Short exercise: Reproduce all of the records below word for word, and leave out the pictures.

========

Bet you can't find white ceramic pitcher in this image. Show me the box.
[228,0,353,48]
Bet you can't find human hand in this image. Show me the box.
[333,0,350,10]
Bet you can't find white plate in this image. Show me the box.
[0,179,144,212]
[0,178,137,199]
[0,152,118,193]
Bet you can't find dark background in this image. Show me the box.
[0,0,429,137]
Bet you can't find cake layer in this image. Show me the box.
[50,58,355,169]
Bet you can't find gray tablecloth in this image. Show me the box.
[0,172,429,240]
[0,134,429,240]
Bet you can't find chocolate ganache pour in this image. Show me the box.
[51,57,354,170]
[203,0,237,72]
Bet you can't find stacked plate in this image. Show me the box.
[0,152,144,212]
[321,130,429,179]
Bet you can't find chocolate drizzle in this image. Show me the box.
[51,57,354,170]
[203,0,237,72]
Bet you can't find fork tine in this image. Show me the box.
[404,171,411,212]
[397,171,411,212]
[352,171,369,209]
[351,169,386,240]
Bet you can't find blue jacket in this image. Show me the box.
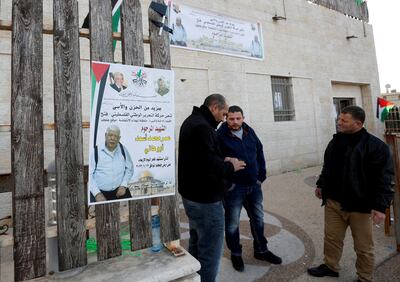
[218,122,267,185]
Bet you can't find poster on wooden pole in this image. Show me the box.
[88,62,175,205]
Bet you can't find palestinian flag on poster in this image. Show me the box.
[376,97,394,122]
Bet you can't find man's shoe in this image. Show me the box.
[254,251,282,264]
[231,255,244,272]
[307,263,339,277]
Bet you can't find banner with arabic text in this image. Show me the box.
[169,3,264,60]
[88,62,175,204]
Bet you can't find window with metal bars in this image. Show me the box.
[271,76,295,121]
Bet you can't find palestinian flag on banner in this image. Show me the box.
[90,62,110,145]
[376,97,394,122]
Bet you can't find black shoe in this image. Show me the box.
[231,255,244,272]
[307,264,339,277]
[254,251,282,264]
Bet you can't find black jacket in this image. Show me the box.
[178,106,234,203]
[218,122,267,185]
[317,128,394,213]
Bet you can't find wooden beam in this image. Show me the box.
[0,20,150,44]
[149,0,180,242]
[11,0,46,281]
[89,0,122,261]
[121,0,152,251]
[53,0,87,271]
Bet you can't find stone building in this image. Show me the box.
[0,0,381,178]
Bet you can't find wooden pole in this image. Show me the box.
[50,0,87,271]
[11,0,46,281]
[121,0,152,251]
[149,0,180,242]
[385,134,400,252]
[90,0,122,261]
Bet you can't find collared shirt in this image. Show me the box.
[89,144,133,196]
[231,127,243,140]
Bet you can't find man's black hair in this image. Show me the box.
[340,106,365,124]
[203,93,226,110]
[228,105,243,115]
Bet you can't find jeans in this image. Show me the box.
[224,184,268,256]
[182,198,224,282]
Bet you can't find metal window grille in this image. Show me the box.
[271,76,295,121]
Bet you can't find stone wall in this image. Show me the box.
[0,0,379,174]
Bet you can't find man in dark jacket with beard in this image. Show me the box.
[218,106,282,271]
[308,106,394,282]
[178,94,245,282]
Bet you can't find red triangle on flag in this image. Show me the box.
[92,62,110,82]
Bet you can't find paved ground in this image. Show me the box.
[1,167,400,282]
[183,167,400,282]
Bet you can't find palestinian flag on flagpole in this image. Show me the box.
[112,0,123,51]
[356,0,364,6]
[376,97,394,122]
[90,62,110,146]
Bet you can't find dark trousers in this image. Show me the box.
[90,188,132,203]
[182,198,224,282]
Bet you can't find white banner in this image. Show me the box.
[88,62,175,204]
[169,3,264,60]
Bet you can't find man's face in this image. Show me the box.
[106,130,121,151]
[337,113,362,134]
[226,112,244,131]
[114,74,124,86]
[211,104,228,122]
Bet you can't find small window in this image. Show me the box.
[271,76,295,121]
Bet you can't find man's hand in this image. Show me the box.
[95,192,107,202]
[371,210,386,224]
[314,187,322,199]
[116,186,126,198]
[225,157,246,171]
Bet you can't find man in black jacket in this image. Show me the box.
[308,106,394,282]
[178,94,245,282]
[218,106,282,271]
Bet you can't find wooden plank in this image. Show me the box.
[90,0,121,260]
[0,20,150,43]
[149,0,180,242]
[391,135,400,252]
[121,0,152,251]
[50,0,87,271]
[11,0,46,281]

========

The answer:
Bet you can't find white ceramic pitcher in this image. Show me the box.
[228,0,353,48]
Bet you can't find human hand in this image. Show me the box.
[333,0,350,10]
Bet you can't find white plate in this image. Show me the box.
[0,179,144,212]
[0,178,137,199]
[0,152,118,193]
Bet you can't find dark background in this image. Show me the box.
[0,0,429,137]
Bet you can't find cake layer in this image. Show me the box.
[50,58,355,169]
Bet you can't find gray tablecloth in this image. Show me the box.
[0,172,429,240]
[0,134,429,240]
Bet you can't find chocolate ganache pour in this image. Show me the box.
[51,57,354,170]
[203,0,237,72]
Bet you can't find stacked plate in this image. Show me the box.
[0,152,144,212]
[321,130,429,179]
Bet you can't find chocolate drizzle in this image. Show me the box.
[51,57,354,170]
[203,0,237,72]
Bet you can't find fork tine in this image. Show me the box.
[404,171,411,212]
[397,171,411,212]
[352,171,369,209]
[351,169,386,240]
Bet you can't find blue jacket in this image. Show me the box.
[218,122,267,185]
Bet you can't find poster on wooden pole in this image. Show me the box.
[88,62,175,205]
Bet you can't find palestinian flag on poster in this image. Show me the box.
[376,97,394,122]
Bet you can't find man's shoe in this image. Show me the box.
[254,251,282,264]
[231,255,244,272]
[307,263,339,277]
Bet you can't find banner with arabic text in this image. Show me the box.
[169,3,264,60]
[88,62,175,204]
Bet you can't find window with metal bars in this image. Show me the box.
[271,76,295,121]
Bet you can't find palestinian flag on banner in this image. Show me the box.
[90,62,110,145]
[376,97,394,122]
Bet you can't find black shoe in this image. Show me the box.
[231,255,244,272]
[307,264,339,277]
[254,251,282,264]
Bet you can't find black jacket in this image. Show me the box.
[178,106,234,203]
[218,122,267,185]
[317,128,394,213]
Bet you can't find wooden beam in this image. Show me the box.
[0,20,150,44]
[149,0,180,242]
[11,0,46,281]
[89,0,122,261]
[121,0,152,251]
[53,0,87,271]
Bet you can't find stone building in this image. Show me the box.
[0,0,381,178]
Bet you can't find wooden pole in this image. Show me the box.
[50,0,87,271]
[11,0,46,281]
[121,0,152,251]
[149,0,180,242]
[385,134,400,252]
[90,0,122,261]
Bet you can't find collared shirt in this image. Show me the box.
[89,144,133,196]
[231,127,243,140]
Bet you can't find man's black hair in this image. Show me the box.
[340,106,365,124]
[203,93,226,110]
[228,105,243,115]
Bet you can't find jeans in this image. Show me the box.
[224,184,268,256]
[182,198,224,282]
Bet you can't find metal window grille in this image. Show me the box.
[271,76,295,121]
Bet you can't find stone wall in this image. Show me the box.
[0,0,379,174]
Bet you can't find man in dark jacket with beard in this image. Show me the box.
[218,106,282,271]
[308,106,394,282]
[178,94,245,282]
Bet you can't find red triangle on flag in this image. Show me the box.
[92,62,110,82]
Bet you can't find paved ground in this image. Show me the box.
[1,167,400,282]
[183,167,400,282]
Bet you can't find palestinian flag on flagpole in this image. Show me the box.
[112,0,123,51]
[356,0,364,6]
[376,97,394,122]
[90,62,110,146]
Bet you can't find dark trousers in this image. Show me the box.
[90,188,132,203]
[182,198,224,282]
Bet you can't find white banner in this image. Show me the box.
[88,62,175,204]
[169,3,264,60]
Bet you can't find man's face in this image. Show me the box.
[106,130,121,151]
[337,113,362,134]
[226,112,244,131]
[114,74,124,86]
[211,104,228,122]
Bet you can't find small window in this image. Show me the box.
[271,76,295,121]
Bet you can't find man's hand in this image. Show me the box.
[95,192,107,202]
[371,210,386,224]
[314,187,322,199]
[116,186,126,198]
[225,157,246,171]
Bet you can't find man in black jacket in this image. Show me the box.
[308,106,394,282]
[178,94,245,282]
[218,106,282,271]
Bet you can't find wooden plank in this image. Show me the box.
[90,0,121,260]
[0,20,150,43]
[149,0,180,242]
[391,135,400,252]
[121,0,152,251]
[50,0,87,271]
[11,0,46,281]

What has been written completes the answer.